WHAT IS BEING ASKED
Report each line from the data below that holds the word "after".

Saved entries
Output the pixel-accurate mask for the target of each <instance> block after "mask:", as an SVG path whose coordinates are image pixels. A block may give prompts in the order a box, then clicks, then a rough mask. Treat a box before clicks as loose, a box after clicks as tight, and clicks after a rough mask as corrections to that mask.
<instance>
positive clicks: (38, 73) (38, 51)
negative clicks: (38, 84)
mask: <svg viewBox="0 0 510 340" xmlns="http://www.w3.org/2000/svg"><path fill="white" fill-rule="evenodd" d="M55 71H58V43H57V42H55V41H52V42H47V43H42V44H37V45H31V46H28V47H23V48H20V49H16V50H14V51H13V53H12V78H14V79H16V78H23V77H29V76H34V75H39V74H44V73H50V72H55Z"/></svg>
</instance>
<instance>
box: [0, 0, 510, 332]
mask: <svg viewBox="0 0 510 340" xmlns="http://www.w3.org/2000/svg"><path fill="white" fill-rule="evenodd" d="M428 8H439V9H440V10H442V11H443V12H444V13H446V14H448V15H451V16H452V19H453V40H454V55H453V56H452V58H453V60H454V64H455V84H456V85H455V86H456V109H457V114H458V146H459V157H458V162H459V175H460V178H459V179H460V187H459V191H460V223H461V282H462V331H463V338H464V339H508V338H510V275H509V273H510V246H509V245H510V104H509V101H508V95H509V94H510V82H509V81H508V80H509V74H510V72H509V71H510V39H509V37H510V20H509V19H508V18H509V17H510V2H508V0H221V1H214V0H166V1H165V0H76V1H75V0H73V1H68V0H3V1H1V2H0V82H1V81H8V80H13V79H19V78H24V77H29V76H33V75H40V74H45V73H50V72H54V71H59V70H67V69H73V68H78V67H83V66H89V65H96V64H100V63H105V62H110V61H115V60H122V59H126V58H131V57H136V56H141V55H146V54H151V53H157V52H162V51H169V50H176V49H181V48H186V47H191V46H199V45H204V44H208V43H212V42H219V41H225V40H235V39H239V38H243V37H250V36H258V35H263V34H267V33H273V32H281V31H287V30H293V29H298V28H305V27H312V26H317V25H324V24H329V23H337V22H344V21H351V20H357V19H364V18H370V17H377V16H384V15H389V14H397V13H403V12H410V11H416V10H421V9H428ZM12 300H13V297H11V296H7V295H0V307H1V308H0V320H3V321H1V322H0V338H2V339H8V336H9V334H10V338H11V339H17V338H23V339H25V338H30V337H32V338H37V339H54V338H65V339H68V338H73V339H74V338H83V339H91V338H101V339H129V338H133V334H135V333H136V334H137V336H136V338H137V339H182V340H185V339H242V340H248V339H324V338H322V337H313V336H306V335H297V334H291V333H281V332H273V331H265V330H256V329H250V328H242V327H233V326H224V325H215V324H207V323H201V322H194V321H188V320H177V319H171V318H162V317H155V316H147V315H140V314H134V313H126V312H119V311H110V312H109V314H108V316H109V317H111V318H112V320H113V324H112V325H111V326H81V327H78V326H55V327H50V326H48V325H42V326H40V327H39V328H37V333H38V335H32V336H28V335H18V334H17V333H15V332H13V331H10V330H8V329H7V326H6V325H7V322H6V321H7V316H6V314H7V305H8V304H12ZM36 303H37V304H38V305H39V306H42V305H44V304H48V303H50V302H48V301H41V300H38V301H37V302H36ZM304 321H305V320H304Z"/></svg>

---

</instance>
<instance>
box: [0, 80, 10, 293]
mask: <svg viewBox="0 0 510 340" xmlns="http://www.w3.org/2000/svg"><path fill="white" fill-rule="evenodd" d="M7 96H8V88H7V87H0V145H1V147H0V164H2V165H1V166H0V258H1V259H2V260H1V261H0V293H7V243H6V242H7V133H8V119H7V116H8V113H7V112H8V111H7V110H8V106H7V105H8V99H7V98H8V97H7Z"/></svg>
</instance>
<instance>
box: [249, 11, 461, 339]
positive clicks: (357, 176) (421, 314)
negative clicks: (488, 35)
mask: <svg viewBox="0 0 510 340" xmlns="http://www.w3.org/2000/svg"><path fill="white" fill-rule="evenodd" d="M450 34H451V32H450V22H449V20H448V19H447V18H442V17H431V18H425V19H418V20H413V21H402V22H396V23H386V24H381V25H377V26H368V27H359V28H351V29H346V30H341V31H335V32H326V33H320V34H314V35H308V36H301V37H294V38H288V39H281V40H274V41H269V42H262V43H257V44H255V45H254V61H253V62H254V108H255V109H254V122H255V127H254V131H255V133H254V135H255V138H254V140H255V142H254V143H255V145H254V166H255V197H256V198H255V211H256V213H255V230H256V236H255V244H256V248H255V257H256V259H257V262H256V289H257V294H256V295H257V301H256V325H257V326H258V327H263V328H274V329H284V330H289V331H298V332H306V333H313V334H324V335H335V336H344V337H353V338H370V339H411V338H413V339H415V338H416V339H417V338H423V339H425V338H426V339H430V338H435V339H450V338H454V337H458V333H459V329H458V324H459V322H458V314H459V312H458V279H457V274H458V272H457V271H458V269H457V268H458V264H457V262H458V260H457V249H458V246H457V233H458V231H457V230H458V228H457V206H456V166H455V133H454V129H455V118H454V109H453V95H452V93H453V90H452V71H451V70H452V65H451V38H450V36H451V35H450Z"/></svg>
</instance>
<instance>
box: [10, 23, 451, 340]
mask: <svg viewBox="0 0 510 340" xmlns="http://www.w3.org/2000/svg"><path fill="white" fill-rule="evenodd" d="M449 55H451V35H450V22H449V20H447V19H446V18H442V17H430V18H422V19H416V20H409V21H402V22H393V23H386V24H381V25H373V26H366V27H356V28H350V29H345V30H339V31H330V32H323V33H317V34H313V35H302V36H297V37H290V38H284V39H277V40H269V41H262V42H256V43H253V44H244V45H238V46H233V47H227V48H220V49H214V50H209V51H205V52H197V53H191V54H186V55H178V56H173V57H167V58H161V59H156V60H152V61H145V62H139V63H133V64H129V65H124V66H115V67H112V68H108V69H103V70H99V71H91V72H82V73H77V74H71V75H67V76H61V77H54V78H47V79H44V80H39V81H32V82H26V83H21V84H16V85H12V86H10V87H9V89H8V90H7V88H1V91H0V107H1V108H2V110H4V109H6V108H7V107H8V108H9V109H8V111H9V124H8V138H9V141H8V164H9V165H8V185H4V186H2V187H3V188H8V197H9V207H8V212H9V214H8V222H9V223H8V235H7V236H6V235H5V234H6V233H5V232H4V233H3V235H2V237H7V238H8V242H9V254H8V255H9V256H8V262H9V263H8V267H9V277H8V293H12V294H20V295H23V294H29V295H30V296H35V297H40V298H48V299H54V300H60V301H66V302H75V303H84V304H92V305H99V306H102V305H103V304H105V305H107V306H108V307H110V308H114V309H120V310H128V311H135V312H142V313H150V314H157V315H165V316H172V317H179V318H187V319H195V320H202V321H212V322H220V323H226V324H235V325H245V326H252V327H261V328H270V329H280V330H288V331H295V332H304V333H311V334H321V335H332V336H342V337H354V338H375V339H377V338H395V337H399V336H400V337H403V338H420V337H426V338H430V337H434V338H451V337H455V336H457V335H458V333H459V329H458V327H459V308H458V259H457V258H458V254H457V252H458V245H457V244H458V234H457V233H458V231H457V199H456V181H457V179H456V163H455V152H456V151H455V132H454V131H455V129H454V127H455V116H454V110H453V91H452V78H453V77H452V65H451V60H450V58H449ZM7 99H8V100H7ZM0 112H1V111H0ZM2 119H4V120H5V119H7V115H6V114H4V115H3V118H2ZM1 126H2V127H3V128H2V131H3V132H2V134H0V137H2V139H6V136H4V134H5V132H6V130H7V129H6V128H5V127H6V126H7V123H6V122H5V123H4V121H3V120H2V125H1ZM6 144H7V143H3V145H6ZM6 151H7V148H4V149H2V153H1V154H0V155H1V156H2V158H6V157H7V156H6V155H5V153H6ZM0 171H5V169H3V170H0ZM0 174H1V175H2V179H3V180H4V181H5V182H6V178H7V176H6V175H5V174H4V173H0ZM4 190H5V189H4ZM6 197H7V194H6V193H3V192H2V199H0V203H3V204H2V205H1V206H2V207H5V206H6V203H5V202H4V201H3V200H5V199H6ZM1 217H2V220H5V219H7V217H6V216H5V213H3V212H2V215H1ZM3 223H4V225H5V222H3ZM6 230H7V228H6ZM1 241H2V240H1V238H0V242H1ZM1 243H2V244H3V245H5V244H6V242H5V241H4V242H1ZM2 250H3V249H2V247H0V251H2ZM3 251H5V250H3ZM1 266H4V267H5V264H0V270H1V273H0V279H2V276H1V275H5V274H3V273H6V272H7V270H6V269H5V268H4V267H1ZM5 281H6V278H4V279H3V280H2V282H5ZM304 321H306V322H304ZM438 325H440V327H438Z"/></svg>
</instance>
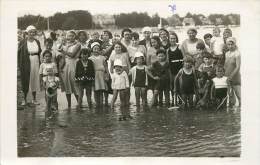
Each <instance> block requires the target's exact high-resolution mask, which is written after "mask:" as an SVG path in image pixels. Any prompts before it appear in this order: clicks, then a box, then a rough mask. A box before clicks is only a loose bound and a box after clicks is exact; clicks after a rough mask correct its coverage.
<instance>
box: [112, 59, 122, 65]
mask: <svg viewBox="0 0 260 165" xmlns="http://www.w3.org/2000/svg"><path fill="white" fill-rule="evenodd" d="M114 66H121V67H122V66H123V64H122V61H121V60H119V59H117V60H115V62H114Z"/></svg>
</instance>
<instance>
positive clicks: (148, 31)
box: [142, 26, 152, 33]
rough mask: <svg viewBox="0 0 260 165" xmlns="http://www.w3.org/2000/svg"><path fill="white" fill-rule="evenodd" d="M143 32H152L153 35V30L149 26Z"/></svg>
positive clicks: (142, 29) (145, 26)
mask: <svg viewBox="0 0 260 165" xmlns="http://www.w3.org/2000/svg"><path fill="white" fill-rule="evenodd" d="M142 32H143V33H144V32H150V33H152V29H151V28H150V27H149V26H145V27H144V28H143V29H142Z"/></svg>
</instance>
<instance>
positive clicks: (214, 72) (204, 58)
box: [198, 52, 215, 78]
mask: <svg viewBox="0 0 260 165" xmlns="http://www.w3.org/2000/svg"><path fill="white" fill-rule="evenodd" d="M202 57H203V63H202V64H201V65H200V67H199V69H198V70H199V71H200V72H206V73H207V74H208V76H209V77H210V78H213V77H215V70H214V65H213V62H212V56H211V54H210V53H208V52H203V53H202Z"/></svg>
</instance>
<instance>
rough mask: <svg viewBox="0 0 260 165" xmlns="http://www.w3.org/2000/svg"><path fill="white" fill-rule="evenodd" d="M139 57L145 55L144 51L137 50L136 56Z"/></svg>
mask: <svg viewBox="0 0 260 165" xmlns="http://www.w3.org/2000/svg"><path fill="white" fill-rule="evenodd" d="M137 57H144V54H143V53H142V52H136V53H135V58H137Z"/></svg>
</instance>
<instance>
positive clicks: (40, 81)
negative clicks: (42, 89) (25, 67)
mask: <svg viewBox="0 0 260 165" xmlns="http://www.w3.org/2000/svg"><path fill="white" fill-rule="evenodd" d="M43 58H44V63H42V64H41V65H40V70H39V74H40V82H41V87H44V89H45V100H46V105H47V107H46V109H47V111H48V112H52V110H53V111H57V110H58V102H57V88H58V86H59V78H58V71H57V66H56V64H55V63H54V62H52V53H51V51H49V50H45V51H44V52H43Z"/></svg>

...

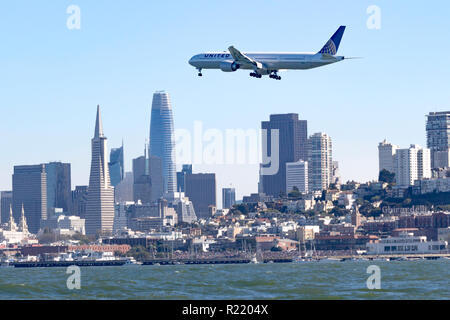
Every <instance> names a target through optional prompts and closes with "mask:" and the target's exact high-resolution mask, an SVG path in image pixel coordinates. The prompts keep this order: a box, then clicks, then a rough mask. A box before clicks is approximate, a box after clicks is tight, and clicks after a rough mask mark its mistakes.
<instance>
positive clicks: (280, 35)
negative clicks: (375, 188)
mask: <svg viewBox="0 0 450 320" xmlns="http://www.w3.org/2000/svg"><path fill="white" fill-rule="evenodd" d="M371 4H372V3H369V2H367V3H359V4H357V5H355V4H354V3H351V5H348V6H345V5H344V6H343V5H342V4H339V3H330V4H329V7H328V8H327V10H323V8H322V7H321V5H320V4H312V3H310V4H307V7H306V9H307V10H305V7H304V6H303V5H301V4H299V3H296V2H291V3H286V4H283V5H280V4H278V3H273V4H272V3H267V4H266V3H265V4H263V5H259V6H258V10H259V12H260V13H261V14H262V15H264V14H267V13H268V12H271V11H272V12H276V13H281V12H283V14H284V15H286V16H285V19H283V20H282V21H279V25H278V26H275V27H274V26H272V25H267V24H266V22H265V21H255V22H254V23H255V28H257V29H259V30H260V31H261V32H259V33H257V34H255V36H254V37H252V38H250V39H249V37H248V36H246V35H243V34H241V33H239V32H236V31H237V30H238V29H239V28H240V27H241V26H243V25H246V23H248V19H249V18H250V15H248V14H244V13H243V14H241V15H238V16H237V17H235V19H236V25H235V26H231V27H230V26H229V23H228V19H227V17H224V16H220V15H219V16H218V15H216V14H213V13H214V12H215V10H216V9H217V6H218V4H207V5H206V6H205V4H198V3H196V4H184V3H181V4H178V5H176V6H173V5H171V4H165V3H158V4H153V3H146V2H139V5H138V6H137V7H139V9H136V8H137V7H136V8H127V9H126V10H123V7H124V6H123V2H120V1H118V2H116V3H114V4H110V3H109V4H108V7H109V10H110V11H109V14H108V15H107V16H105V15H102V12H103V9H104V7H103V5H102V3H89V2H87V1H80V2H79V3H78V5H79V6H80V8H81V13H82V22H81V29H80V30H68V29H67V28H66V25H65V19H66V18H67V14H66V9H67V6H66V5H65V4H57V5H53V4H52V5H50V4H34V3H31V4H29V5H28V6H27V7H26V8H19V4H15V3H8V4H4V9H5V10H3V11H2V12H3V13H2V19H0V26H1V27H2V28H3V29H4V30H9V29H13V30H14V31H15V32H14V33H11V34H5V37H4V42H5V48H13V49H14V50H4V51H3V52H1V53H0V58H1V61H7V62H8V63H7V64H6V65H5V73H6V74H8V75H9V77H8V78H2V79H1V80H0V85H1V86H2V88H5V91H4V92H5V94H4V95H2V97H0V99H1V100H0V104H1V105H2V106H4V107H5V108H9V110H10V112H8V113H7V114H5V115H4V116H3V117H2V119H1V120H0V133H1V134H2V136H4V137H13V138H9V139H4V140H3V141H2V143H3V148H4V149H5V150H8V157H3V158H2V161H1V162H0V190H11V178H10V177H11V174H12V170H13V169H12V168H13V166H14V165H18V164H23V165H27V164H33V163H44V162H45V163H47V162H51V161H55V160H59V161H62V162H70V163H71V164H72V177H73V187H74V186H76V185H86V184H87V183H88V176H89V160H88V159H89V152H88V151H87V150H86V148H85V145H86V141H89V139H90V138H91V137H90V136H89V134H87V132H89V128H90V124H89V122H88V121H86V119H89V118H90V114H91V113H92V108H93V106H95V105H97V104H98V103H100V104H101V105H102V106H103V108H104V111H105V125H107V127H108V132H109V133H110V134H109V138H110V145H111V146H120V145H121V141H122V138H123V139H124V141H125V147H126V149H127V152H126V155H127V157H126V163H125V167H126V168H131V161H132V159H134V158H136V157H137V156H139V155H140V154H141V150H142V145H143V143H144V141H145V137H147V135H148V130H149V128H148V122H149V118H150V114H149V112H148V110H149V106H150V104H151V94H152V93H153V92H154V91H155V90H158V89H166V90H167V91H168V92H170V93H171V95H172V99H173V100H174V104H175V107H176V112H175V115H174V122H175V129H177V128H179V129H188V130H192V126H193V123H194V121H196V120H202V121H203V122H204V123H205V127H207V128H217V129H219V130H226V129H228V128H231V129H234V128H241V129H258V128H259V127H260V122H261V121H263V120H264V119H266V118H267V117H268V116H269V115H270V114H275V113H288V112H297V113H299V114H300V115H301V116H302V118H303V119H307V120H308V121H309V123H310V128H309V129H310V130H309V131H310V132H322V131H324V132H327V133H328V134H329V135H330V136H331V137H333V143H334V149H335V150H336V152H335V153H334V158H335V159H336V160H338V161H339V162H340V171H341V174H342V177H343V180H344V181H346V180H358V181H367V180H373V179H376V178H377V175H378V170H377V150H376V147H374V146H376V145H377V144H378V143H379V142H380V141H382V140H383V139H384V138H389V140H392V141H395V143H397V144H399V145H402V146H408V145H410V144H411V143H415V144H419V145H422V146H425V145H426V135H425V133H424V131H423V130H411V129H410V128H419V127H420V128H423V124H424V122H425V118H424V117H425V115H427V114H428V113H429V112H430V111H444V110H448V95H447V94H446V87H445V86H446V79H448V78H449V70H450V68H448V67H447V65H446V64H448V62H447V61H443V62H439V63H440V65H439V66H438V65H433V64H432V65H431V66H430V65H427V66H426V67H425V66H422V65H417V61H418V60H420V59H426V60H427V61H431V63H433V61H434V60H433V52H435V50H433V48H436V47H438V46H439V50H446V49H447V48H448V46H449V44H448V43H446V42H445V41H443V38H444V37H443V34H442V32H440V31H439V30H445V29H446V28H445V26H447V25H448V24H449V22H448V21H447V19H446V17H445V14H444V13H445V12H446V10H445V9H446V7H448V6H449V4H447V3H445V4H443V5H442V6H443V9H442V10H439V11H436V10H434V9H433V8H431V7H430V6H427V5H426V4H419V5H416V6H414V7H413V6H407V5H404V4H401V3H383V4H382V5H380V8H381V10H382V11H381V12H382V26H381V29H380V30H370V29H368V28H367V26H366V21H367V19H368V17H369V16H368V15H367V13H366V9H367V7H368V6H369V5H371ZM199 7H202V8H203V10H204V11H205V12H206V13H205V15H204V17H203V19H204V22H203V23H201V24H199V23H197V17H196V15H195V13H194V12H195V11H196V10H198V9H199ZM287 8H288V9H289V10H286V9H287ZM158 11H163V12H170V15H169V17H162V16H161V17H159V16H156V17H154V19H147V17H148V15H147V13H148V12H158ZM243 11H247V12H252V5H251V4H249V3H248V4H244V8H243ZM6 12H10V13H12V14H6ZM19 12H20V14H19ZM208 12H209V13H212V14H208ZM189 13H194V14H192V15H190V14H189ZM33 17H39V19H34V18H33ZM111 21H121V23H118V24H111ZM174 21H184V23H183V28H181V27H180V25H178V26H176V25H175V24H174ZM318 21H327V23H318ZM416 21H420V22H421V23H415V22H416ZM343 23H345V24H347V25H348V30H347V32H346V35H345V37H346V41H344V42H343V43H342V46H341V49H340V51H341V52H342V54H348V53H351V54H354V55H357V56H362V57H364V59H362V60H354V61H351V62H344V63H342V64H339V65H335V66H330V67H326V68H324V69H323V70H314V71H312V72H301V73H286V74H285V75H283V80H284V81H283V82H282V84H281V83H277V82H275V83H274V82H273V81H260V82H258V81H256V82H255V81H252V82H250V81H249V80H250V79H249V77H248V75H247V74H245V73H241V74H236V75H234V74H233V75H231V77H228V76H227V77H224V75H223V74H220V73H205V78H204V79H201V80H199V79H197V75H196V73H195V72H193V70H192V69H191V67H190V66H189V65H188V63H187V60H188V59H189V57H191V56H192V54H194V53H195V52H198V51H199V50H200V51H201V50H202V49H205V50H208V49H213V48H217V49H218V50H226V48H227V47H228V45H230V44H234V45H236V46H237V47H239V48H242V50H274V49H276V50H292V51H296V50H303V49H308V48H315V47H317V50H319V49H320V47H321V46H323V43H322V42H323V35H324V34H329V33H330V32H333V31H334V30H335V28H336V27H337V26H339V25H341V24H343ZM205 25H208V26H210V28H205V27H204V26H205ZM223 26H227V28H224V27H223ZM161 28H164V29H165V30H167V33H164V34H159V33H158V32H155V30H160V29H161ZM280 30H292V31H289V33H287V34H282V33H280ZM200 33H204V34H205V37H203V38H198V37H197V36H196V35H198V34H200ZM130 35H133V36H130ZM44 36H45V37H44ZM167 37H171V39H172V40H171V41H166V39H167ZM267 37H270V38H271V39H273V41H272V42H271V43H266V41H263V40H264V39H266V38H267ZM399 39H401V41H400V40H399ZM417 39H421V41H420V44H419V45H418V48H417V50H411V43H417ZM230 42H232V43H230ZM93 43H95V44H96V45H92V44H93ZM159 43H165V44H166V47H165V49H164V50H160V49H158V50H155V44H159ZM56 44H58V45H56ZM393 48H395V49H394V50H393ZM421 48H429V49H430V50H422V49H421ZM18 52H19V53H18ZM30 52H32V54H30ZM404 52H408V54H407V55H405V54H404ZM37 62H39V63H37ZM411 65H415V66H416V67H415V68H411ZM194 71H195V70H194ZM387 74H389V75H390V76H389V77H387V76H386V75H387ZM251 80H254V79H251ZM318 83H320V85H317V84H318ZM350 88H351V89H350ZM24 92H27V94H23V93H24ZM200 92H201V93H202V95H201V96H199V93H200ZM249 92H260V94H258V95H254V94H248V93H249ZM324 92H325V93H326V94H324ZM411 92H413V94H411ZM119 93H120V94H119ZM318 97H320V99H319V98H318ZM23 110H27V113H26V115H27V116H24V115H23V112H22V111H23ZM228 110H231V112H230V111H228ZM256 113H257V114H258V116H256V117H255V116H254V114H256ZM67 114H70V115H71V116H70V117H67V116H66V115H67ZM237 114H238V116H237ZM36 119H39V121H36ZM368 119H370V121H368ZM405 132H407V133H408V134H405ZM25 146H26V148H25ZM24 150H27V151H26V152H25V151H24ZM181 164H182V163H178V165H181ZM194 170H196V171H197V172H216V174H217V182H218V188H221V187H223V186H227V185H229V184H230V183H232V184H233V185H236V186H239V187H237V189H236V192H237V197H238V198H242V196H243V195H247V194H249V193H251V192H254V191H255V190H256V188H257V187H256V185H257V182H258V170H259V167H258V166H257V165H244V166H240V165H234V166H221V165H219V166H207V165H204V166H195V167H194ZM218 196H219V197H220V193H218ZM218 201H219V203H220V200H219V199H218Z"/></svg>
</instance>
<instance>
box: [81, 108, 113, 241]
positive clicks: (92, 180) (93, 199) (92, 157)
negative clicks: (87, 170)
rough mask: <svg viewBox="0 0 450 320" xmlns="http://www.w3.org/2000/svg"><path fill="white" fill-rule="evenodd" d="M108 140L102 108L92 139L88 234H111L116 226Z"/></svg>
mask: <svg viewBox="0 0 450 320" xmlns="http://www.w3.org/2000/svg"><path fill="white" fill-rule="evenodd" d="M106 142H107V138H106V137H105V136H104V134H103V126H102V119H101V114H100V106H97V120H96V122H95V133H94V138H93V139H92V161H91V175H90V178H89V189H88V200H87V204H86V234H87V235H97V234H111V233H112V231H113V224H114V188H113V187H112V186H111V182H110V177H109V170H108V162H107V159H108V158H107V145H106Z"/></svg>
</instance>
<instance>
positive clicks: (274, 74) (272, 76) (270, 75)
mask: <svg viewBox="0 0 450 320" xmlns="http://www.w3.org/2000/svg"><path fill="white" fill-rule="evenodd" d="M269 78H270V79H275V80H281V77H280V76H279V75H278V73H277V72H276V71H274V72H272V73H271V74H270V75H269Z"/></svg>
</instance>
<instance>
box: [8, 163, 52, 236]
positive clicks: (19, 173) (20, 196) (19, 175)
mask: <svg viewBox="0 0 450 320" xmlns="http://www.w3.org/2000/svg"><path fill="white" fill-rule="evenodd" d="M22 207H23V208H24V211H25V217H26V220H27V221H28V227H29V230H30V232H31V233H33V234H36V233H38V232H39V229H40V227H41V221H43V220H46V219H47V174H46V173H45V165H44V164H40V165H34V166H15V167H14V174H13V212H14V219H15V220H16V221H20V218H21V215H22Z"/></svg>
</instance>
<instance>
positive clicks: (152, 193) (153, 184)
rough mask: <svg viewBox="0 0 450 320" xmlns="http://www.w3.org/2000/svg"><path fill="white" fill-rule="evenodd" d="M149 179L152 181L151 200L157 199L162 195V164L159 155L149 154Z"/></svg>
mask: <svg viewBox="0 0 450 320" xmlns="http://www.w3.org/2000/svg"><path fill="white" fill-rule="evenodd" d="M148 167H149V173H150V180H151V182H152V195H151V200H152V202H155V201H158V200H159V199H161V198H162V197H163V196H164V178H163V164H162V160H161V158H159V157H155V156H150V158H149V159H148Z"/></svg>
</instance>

EXERCISE OUTPUT
Output the pixel-accurate mask for the target of each <instance> block after "mask:", as an SVG path whose coordinates are image pixels. A block may give prompts in the order a box, then clicks, then a rough mask. Treat a box before clicks as loose, a box after clicks as tight, and clicks after a rough mask as corrections to that mask.
Each <instance> block requires the target's exact high-resolution mask, which is written after "mask:" as an SVG path in image pixels. Any prompts before it appear in this order: clicks, then a box, then a rough mask. A box before clicks is only a loose bound and a box after clicks is exact; clicks after a rough mask correct its coverage.
Every <instance> names a target through optional prompts and closes with "mask:" and the target's exact high-resolution mask, an SVG path in image pixel coordinates. The prompts keep this order: a box, then clicks, then a rough mask. A box before clicks is approximate, a box after clicks is tight, and clicks after a rough mask mark its mistakes.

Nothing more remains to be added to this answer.